Records from a collection:
== Segment start ==

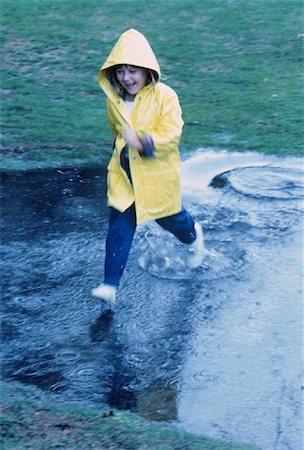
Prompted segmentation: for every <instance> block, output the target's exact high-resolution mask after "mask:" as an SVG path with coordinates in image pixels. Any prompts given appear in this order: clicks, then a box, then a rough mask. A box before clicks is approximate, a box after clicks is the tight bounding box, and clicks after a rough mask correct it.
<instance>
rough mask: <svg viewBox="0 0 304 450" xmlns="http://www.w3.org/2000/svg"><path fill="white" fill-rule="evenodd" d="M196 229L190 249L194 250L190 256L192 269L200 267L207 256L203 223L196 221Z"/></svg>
mask: <svg viewBox="0 0 304 450" xmlns="http://www.w3.org/2000/svg"><path fill="white" fill-rule="evenodd" d="M194 229H195V231H196V238H195V241H194V242H192V244H191V247H190V251H192V253H193V254H192V256H190V258H189V266H190V267H191V269H195V268H196V267H199V266H200V265H201V264H202V262H203V260H204V256H205V246H204V236H203V230H202V227H201V225H200V224H199V223H198V222H195V224H194Z"/></svg>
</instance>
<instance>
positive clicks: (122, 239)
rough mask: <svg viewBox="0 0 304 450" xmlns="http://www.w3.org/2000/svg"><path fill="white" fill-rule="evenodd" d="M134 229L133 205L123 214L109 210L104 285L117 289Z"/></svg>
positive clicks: (131, 242)
mask: <svg viewBox="0 0 304 450" xmlns="http://www.w3.org/2000/svg"><path fill="white" fill-rule="evenodd" d="M135 228H136V213H135V207H134V204H133V205H132V206H131V207H130V208H128V209H127V210H126V211H124V212H123V213H121V212H119V211H117V210H116V209H114V208H111V209H110V219H109V229H108V235H107V240H106V258H105V276H104V283H105V284H107V285H111V286H115V287H117V286H118V284H119V280H120V278H121V276H122V273H123V271H124V268H125V265H126V263H127V260H128V256H129V252H130V249H131V245H132V241H133V236H134V232H135Z"/></svg>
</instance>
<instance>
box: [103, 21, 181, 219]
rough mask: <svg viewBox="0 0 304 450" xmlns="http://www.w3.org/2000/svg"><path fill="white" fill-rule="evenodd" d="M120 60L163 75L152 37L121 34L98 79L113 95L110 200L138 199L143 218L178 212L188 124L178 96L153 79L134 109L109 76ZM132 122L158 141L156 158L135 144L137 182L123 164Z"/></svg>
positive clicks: (155, 146)
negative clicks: (155, 54)
mask: <svg viewBox="0 0 304 450" xmlns="http://www.w3.org/2000/svg"><path fill="white" fill-rule="evenodd" d="M117 64H130V65H134V66H139V67H145V68H148V69H151V70H153V71H154V72H156V73H157V75H158V80H159V79H160V68H159V65H158V62H157V60H156V58H155V55H154V53H153V50H152V49H151V47H150V45H149V43H148V41H147V40H146V38H145V37H144V36H143V35H142V34H141V33H139V32H138V31H136V30H133V29H131V30H128V31H126V32H125V33H123V34H122V35H121V36H120V38H119V40H118V41H117V43H116V45H115V46H114V48H113V50H112V52H111V53H110V55H109V57H108V58H107V60H106V62H105V63H104V64H103V66H102V67H101V69H100V72H99V75H98V81H99V84H100V86H101V88H102V89H103V91H104V92H105V94H106V96H107V114H108V119H109V123H110V126H111V129H112V131H113V134H114V136H115V148H114V152H113V155H112V158H111V160H110V163H109V165H108V205H109V206H112V207H113V208H115V209H117V210H119V211H121V212H123V211H125V210H126V209H127V208H128V207H129V206H131V205H132V203H134V202H135V208H136V217H137V223H141V222H144V221H147V220H151V219H160V218H162V217H167V216H170V215H172V214H176V213H178V212H179V211H180V210H181V196H180V156H179V150H178V143H179V140H180V137H181V133H182V127H183V120H182V113H181V108H180V105H179V101H178V97H177V95H176V93H175V92H174V91H173V90H172V89H171V88H170V87H168V86H166V85H165V84H163V83H161V82H159V81H158V82H157V83H156V84H155V85H153V84H152V83H150V84H149V85H147V86H145V87H144V88H143V89H141V91H140V92H138V93H137V95H136V97H135V101H134V106H133V109H132V111H131V114H130V113H129V111H128V109H127V107H126V105H125V102H124V100H123V99H122V98H121V97H120V96H119V95H118V94H117V93H116V92H115V91H114V89H113V87H112V86H111V84H110V82H109V81H108V79H107V69H109V68H110V67H112V66H115V65H117ZM126 126H131V127H132V128H133V129H134V130H135V131H136V133H137V134H138V136H143V135H144V134H149V135H150V136H152V139H153V141H154V145H155V158H144V157H141V156H140V155H139V153H138V151H137V150H136V149H133V148H129V163H130V171H131V175H132V183H133V185H132V184H131V183H130V181H129V179H128V177H127V174H126V172H125V171H124V169H123V168H122V167H121V164H120V155H121V152H122V150H123V148H124V147H125V145H126V142H125V141H124V139H123V137H122V132H123V130H124V128H125V127H126Z"/></svg>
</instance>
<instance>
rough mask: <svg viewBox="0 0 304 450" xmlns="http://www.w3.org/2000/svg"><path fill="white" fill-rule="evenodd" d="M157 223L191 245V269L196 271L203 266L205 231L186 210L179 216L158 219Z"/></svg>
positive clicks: (198, 223)
mask: <svg viewBox="0 0 304 450" xmlns="http://www.w3.org/2000/svg"><path fill="white" fill-rule="evenodd" d="M156 222H157V223H158V224H159V225H160V226H161V227H163V228H164V229H165V230H168V231H170V233H172V234H174V236H176V237H177V239H179V240H180V241H181V242H183V243H184V244H190V245H191V251H192V256H191V257H190V258H189V260H188V264H189V266H190V267H192V268H193V269H194V268H196V267H199V266H200V265H201V264H202V262H203V259H204V254H205V247H204V236H203V230H202V227H201V225H200V224H199V223H198V222H196V223H194V221H193V219H192V217H191V215H190V214H189V213H188V211H186V210H185V208H182V210H181V212H179V213H178V214H174V215H173V216H169V217H165V218H163V219H158V220H156Z"/></svg>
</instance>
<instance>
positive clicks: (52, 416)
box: [0, 383, 258, 450]
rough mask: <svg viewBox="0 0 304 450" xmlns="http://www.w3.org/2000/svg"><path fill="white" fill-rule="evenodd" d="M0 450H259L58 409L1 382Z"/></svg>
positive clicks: (33, 396) (32, 396) (63, 406)
mask: <svg viewBox="0 0 304 450" xmlns="http://www.w3.org/2000/svg"><path fill="white" fill-rule="evenodd" d="M0 394H1V395H0V400H1V410H2V413H1V417H0V419H1V421H0V425H1V438H0V444H1V449H3V450H7V449H15V450H19V449H20V450H24V449H26V448H28V449H31V450H33V449H39V450H42V449H52V448H62V449H91V448H92V449H93V448H94V449H98V450H102V449H113V450H114V449H117V450H118V449H119V450H124V449H134V450H135V449H141V450H143V449H150V450H173V449H174V450H178V449H180V450H204V449H205V450H258V449H257V447H254V446H252V445H247V444H237V443H232V442H231V443H227V442H226V443H225V442H222V441H216V440H211V439H207V438H203V437H198V436H194V435H192V434H190V433H185V432H181V431H178V430H176V429H174V428H173V427H172V426H171V427H170V426H166V425H159V424H156V423H154V424H153V423H149V422H146V421H144V420H143V419H141V418H139V417H138V416H136V415H134V414H131V413H127V412H121V411H112V412H110V411H98V410H96V409H93V408H90V407H88V406H84V405H75V404H74V405H59V404H58V403H57V404H56V403H55V402H53V401H52V400H50V399H48V397H47V396H46V395H44V394H43V393H42V392H40V391H39V390H38V389H36V388H34V387H31V386H25V385H24V386H23V385H20V384H18V383H4V384H3V385H2V389H1V392H0Z"/></svg>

== Segment end ==

In the copy, every entry appears exactly as written above and no picture appears.

Prompted segmentation: for every <instance> block, output the target's exact high-resolution mask after "mask:" as an SVG path with coordinates in image pixels. Any prompts given appear in this order: clicks, then a box, then a rough mask. A box before clicks is approximate, a box after clicks is the tight bounding box, and clicks after a rough mask correct it.
<instance>
rough mask: <svg viewBox="0 0 304 450" xmlns="http://www.w3.org/2000/svg"><path fill="white" fill-rule="evenodd" d="M196 229L190 249L194 250L190 256L192 269L200 267L207 256L203 223L196 221Z"/></svg>
mask: <svg viewBox="0 0 304 450" xmlns="http://www.w3.org/2000/svg"><path fill="white" fill-rule="evenodd" d="M194 229H195V231H196V238H195V241H194V242H192V244H191V247H190V251H192V253H193V254H192V256H190V258H189V266H190V267H191V269H195V268H196V267H199V266H200V265H201V264H202V262H203V260H204V256H205V246H204V236H203V230H202V227H201V225H200V224H199V223H198V222H195V224H194Z"/></svg>
</instance>
<instance>
positive clicks: (122, 239)
rough mask: <svg viewBox="0 0 304 450" xmlns="http://www.w3.org/2000/svg"><path fill="white" fill-rule="evenodd" d="M134 229L133 205L123 214L109 210L104 285L117 289Z"/></svg>
positive clicks: (131, 242)
mask: <svg viewBox="0 0 304 450" xmlns="http://www.w3.org/2000/svg"><path fill="white" fill-rule="evenodd" d="M135 228H136V213H135V207H134V204H133V205H132V206H131V207H130V208H128V209H127V210H126V211H124V212H123V213H121V212H119V211H117V210H116V209H114V208H111V209H110V219H109V229H108V235H107V240H106V258H105V276H104V283H105V284H107V285H111V286H115V287H117V286H118V284H119V280H120V278H121V276H122V273H123V271H124V268H125V265H126V263H127V260H128V256H129V252H130V249H131V245H132V241H133V236H134V232H135Z"/></svg>
</instance>
<instance>
box: [103, 21, 181, 219]
rough mask: <svg viewBox="0 0 304 450" xmlns="http://www.w3.org/2000/svg"><path fill="white" fill-rule="evenodd" d="M120 60L163 75L152 37L121 34L98 79L113 95L110 200L138 199L143 218L178 212L188 124L178 96L153 79L134 109L109 76ZM132 122L158 141L156 158L135 144L137 182L123 164Z"/></svg>
positive clicks: (155, 146)
negative clicks: (155, 54)
mask: <svg viewBox="0 0 304 450" xmlns="http://www.w3.org/2000/svg"><path fill="white" fill-rule="evenodd" d="M117 64H130V65H134V66H139V67H145V68H148V69H151V70H153V71H154V72H156V73H157V75H158V80H159V79H160V68H159V65H158V62H157V60H156V58H155V55H154V53H153V50H152V49H151V47H150V45H149V43H148V41H147V40H146V38H145V37H144V36H143V35H142V34H141V33H139V32H138V31H136V30H133V29H131V30H128V31H126V32H125V33H123V34H122V35H121V36H120V38H119V40H118V41H117V43H116V45H115V46H114V48H113V50H112V52H111V53H110V55H109V57H108V58H107V60H106V62H105V63H104V64H103V66H102V67H101V69H100V72H99V75H98V81H99V84H100V86H101V88H102V89H103V91H104V92H105V94H106V96H107V114H108V119H109V123H110V126H111V129H112V131H113V134H114V136H115V148H114V152H113V155H112V158H111V160H110V163H109V165H108V205H109V206H112V207H113V208H115V209H117V210H119V211H121V212H123V211H125V210H126V209H127V208H128V207H129V206H131V205H132V203H134V202H135V208H136V217H137V223H141V222H144V221H147V220H151V219H160V218H162V217H167V216H170V215H172V214H176V213H178V212H179V211H180V210H181V196H180V156H179V150H178V143H179V140H180V137H181V133H182V127H183V120H182V113H181V108H180V105H179V101H178V97H177V95H176V93H175V92H174V91H173V90H172V89H171V88H170V87H168V86H166V85H165V84H163V83H161V82H159V81H158V82H157V83H156V84H155V85H153V84H152V83H150V84H149V85H147V86H145V87H144V88H143V89H141V91H140V92H138V93H137V95H136V97H135V101H134V106H133V109H132V111H131V114H130V113H129V111H128V109H127V107H126V105H125V102H124V100H123V99H122V98H121V97H120V96H119V95H118V94H117V93H116V92H115V91H114V89H113V87H112V86H111V84H110V82H109V81H108V79H107V69H109V68H110V67H112V66H115V65H117ZM126 126H131V127H132V128H133V129H134V130H135V131H136V133H137V134H138V136H143V135H144V134H149V135H150V136H152V139H153V141H154V145H155V158H144V157H141V156H140V155H139V153H138V151H137V150H136V149H133V148H129V163H130V171H131V175H132V183H133V185H132V184H131V183H130V181H129V179H128V177H127V174H126V172H125V171H124V169H123V168H122V167H121V164H120V155H121V152H122V150H123V148H124V147H125V145H126V142H125V141H124V139H123V137H122V132H123V130H124V128H125V127H126Z"/></svg>
</instance>
<instance>
rough mask: <svg viewBox="0 0 304 450" xmlns="http://www.w3.org/2000/svg"><path fill="white" fill-rule="evenodd" d="M157 223L191 245V269L196 271L203 266L205 231L186 210L179 216L158 219Z"/></svg>
positive clicks: (198, 223)
mask: <svg viewBox="0 0 304 450" xmlns="http://www.w3.org/2000/svg"><path fill="white" fill-rule="evenodd" d="M156 222H157V223H158V224H159V225H160V226H161V227H163V228H164V229H165V230H168V231H170V233H172V234H174V236H176V237H177V239H179V240H180V241H181V242H183V243H184V244H190V245H191V251H192V256H191V257H190V258H189V260H188V264H189V266H190V267H192V268H193V269H194V268H196V267H199V266H200V265H201V264H202V262H203V259H204V254H205V247H204V236H203V230H202V227H201V225H200V224H199V223H198V222H196V223H194V221H193V219H192V217H191V215H190V214H189V213H188V211H186V210H185V208H182V210H181V212H179V213H178V214H174V215H173V216H169V217H165V218H163V219H158V220H156Z"/></svg>
</instance>
<instance>
positive clicks: (52, 416)
box: [0, 383, 258, 450]
rough mask: <svg viewBox="0 0 304 450" xmlns="http://www.w3.org/2000/svg"><path fill="white" fill-rule="evenodd" d="M0 450H259L58 409L1 382Z"/></svg>
positive clicks: (33, 396) (32, 396) (63, 406)
mask: <svg viewBox="0 0 304 450" xmlns="http://www.w3.org/2000/svg"><path fill="white" fill-rule="evenodd" d="M0 394H1V395H0V400H1V410H2V413H1V417H0V419H1V421H0V425H1V438H0V444H1V449H3V450H7V449H15V450H19V449H20V450H24V449H26V448H28V449H31V450H33V449H39V450H42V449H52V448H62V449H91V448H92V449H93V448H94V449H98V450H102V449H113V450H114V449H117V450H118V449H119V450H124V449H134V450H135V449H141V450H143V449H150V450H173V449H174V450H178V449H180V450H204V449H205V450H258V449H257V447H254V446H252V445H247V444H237V443H232V442H231V443H227V442H226V443H225V442H222V441H216V440H211V439H207V438H203V437H198V436H194V435H192V434H190V433H185V432H181V431H178V430H176V429H174V428H173V427H172V426H171V427H170V426H166V425H159V424H156V423H154V424H153V423H149V422H146V421H144V420H143V419H141V418H139V417H138V416H136V415H134V414H131V413H127V412H121V411H112V412H110V411H98V410H96V409H93V408H90V407H88V406H84V405H75V404H74V405H59V404H58V403H57V404H56V403H55V402H53V401H52V400H50V399H48V397H47V396H46V395H44V394H43V393H42V392H40V391H39V390H38V389H36V388H34V387H31V386H25V385H24V386H23V385H20V384H18V383H4V384H3V385H2V389H1V392H0Z"/></svg>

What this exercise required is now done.